§ **Task prompt**
Every line of the records that contains "small" should be tallied, and only the resulting number returned.

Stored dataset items
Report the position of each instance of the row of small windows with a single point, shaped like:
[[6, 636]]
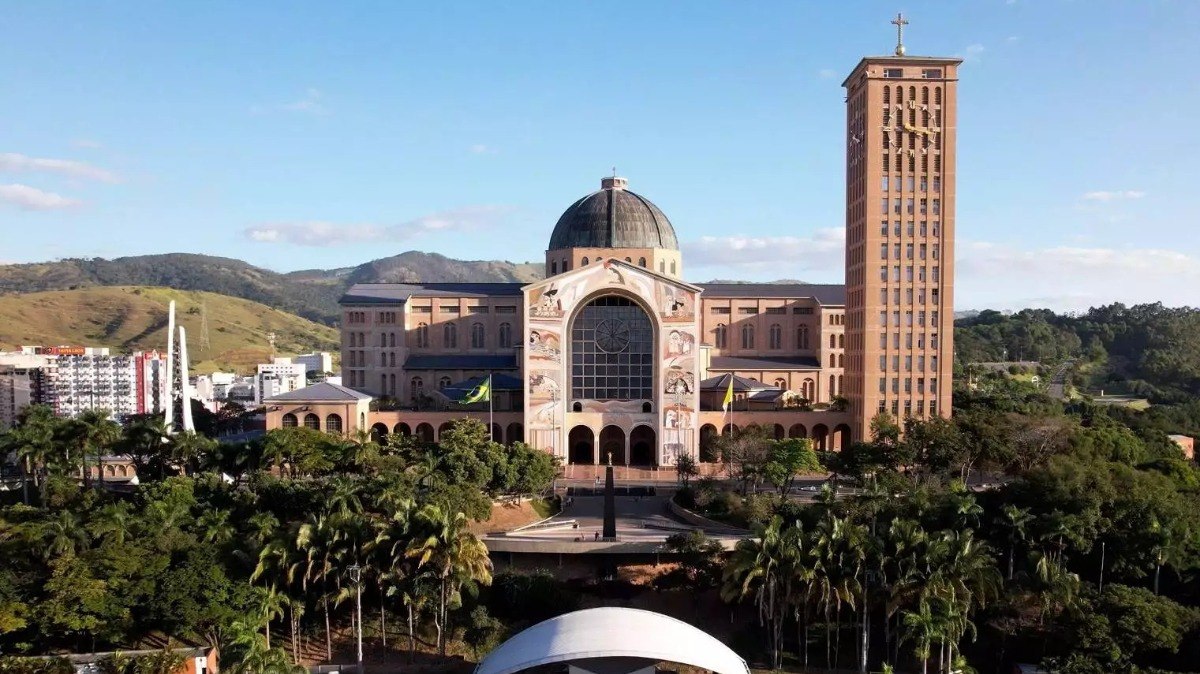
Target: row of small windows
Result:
[[888, 164], [798, 311], [927, 116], [910, 184], [907, 363], [919, 294], [774, 337], [909, 317], [450, 336], [912, 90], [909, 248], [921, 274], [333, 422], [912, 228], [585, 262], [909, 341], [911, 206], [907, 408]]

§ **Exercise output**
2